(ABOUT THIS TASK) Among the records that follow, set down only the lines from the one containing "point_to annotates the windshield in" to the one containing "point_to annotates the black", both included, exactly.

Segment Start: STORED DATA

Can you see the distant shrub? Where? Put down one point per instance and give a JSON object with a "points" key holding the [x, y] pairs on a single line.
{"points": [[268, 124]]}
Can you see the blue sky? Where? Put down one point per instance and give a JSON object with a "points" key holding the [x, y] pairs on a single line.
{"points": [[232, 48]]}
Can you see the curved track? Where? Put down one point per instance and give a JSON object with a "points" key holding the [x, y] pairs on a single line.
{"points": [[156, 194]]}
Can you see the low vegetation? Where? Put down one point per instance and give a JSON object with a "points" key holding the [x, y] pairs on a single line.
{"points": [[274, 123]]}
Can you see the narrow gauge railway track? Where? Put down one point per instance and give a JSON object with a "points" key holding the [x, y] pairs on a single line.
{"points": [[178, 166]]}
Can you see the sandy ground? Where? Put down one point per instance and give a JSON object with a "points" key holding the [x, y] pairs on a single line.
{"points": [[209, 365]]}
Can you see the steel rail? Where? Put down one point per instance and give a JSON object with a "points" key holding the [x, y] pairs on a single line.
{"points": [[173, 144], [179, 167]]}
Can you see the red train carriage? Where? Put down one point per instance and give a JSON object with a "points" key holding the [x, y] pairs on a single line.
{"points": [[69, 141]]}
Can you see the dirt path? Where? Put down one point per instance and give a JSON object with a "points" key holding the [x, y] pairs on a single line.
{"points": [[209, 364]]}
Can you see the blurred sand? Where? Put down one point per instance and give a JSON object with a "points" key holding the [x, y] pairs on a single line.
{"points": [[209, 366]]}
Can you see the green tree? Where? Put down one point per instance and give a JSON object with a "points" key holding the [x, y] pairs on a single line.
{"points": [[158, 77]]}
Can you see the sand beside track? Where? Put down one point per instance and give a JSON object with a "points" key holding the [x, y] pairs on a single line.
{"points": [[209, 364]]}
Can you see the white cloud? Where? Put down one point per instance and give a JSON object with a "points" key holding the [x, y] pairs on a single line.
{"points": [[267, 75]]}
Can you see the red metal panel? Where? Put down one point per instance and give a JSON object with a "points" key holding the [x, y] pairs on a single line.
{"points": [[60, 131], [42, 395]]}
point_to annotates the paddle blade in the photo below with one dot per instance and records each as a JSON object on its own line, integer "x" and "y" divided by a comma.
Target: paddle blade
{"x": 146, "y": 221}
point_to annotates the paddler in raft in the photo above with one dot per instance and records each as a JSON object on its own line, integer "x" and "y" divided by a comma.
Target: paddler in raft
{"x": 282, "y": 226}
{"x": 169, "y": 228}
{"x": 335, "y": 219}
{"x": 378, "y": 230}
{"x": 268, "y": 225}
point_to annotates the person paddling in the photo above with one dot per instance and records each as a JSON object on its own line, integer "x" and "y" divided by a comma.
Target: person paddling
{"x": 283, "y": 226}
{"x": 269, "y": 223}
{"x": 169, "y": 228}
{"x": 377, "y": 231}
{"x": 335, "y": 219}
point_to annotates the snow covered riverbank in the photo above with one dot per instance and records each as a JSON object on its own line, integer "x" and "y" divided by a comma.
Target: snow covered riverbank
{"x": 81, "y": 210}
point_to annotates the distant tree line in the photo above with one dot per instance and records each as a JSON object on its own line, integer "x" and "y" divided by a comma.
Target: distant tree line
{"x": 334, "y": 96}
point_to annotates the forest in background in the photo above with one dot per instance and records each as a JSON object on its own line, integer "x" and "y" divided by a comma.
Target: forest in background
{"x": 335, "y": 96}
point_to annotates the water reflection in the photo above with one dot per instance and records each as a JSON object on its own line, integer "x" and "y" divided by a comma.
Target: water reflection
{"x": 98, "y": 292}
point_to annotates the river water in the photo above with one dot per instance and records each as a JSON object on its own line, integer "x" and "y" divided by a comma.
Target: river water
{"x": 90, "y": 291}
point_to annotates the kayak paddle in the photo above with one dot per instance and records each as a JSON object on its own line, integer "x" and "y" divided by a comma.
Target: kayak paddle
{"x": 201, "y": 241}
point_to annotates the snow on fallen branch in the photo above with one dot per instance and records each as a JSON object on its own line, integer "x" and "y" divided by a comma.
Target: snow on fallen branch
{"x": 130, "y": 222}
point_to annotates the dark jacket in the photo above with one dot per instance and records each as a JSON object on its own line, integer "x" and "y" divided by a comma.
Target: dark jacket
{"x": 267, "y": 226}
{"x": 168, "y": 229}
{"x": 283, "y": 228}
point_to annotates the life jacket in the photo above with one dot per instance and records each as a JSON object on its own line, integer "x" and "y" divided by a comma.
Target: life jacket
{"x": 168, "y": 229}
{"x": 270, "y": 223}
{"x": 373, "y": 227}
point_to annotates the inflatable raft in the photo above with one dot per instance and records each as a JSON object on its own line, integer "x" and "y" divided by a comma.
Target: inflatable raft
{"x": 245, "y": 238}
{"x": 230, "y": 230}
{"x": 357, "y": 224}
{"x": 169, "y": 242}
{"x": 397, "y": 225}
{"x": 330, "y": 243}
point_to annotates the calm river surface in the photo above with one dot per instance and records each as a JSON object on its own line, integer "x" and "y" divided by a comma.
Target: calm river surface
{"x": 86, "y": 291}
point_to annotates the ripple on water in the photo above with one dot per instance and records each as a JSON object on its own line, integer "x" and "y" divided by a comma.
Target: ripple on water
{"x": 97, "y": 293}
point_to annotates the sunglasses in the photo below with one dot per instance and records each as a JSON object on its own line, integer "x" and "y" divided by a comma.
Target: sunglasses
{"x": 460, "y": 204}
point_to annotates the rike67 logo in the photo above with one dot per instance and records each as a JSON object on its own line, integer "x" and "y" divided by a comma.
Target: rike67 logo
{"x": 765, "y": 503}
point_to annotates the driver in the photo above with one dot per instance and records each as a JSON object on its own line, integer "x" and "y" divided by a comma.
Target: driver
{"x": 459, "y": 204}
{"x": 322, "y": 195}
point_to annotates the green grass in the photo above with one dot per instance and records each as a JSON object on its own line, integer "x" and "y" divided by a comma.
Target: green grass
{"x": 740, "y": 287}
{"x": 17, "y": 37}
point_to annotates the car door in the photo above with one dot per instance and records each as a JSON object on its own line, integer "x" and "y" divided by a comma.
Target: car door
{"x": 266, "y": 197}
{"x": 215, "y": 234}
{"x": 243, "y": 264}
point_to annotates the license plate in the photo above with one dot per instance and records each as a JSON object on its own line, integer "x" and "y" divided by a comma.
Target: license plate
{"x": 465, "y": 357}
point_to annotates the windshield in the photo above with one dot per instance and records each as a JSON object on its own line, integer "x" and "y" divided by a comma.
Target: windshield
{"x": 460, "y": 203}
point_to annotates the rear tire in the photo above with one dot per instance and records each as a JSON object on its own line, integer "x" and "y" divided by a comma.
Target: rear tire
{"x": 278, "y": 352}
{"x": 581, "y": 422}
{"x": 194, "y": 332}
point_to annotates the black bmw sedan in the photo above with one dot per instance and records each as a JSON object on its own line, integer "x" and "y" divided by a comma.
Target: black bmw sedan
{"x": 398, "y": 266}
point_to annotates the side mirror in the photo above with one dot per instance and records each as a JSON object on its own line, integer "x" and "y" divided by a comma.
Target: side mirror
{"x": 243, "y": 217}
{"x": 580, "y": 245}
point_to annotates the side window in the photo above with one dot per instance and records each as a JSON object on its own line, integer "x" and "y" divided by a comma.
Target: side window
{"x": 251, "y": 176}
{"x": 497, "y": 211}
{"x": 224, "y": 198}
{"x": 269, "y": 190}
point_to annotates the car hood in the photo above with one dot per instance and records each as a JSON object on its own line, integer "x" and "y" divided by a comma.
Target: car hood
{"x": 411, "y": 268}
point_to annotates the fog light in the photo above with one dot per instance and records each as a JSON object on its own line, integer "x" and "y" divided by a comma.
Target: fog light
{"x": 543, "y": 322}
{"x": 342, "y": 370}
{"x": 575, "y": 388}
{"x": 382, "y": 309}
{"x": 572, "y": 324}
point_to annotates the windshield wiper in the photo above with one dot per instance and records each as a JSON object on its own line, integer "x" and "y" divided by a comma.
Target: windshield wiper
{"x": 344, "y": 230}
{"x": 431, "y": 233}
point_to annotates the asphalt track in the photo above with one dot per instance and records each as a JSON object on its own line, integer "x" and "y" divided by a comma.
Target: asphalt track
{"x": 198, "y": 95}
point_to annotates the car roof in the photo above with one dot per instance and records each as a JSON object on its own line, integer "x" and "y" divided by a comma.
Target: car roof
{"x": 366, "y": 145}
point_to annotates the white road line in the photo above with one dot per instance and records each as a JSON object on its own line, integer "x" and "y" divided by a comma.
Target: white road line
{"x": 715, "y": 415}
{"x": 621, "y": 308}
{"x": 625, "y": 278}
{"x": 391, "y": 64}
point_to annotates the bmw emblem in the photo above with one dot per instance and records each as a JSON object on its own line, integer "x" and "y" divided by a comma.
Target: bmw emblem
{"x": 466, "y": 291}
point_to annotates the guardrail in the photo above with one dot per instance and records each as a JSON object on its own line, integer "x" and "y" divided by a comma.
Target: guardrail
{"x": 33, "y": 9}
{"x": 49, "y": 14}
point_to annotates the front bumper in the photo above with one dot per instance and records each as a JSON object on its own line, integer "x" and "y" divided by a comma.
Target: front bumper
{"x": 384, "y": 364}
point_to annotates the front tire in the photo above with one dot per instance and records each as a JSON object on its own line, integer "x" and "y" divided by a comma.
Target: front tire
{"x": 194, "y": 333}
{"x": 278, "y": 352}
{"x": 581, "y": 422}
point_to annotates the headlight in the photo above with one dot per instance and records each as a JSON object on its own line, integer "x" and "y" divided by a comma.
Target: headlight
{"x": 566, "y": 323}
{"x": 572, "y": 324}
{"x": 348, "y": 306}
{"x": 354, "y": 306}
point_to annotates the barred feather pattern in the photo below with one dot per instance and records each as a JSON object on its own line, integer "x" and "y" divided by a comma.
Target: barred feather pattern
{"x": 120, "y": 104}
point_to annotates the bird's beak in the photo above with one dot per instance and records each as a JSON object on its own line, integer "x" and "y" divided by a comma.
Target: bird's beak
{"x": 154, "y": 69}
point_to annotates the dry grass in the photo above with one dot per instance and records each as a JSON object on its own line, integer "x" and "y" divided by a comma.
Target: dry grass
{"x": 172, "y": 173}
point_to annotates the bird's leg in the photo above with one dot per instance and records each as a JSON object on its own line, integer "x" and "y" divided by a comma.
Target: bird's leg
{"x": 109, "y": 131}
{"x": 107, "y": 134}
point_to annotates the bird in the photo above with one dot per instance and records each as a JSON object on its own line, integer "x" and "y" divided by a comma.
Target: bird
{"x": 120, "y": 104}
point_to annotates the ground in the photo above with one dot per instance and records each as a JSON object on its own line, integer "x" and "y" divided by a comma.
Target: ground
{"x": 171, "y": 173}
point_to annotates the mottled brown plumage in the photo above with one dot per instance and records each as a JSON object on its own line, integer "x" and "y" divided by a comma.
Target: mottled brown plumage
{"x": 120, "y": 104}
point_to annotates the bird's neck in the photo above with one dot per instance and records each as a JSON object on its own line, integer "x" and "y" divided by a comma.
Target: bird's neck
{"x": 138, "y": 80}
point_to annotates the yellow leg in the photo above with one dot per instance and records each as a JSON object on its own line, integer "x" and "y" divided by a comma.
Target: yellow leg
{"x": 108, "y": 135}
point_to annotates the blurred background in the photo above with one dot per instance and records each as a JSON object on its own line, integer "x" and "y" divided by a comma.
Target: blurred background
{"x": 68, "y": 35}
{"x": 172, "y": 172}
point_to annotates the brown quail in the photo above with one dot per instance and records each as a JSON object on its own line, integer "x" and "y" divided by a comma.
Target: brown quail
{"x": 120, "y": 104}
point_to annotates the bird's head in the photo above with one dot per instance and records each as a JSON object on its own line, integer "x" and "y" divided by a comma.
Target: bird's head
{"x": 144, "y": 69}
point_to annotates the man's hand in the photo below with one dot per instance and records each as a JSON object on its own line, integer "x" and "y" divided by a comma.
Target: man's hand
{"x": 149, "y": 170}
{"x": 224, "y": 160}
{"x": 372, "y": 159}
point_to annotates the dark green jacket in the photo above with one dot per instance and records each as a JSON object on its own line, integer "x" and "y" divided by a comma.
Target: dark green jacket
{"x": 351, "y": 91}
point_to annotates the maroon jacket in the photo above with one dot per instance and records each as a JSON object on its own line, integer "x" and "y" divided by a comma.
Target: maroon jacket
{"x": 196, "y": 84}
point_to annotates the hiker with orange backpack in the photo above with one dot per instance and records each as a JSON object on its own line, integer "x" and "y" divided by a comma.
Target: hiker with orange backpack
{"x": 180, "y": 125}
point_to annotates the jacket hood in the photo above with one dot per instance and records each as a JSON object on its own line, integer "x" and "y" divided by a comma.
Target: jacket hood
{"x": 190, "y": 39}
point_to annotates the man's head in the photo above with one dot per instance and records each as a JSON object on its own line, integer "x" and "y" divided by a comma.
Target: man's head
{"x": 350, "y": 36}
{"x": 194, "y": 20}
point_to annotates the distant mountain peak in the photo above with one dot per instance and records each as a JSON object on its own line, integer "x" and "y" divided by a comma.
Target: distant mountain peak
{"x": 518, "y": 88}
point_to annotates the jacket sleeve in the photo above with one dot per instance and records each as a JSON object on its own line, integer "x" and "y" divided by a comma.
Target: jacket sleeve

Segment End: STORED DATA

(WRITTEN RESPONSE)
point_to annotates the windshield in the photo above with one dot per instance and records each as a JSON object on its own line, integer "x" and "y" divided by a comma.
Target: windshield
{"x": 460, "y": 203}
point_to annotates the rear tire in the photo above with one dot per instance and records each as a JSON object on its own line, integer "x" and "y" divided by a comma.
Target: rear tire
{"x": 278, "y": 352}
{"x": 581, "y": 422}
{"x": 194, "y": 332}
point_to annotates the black bmw sedan in the photo above with one dot per instance and records each as a JSON object on its own line, integer "x" and "y" divided by a comma.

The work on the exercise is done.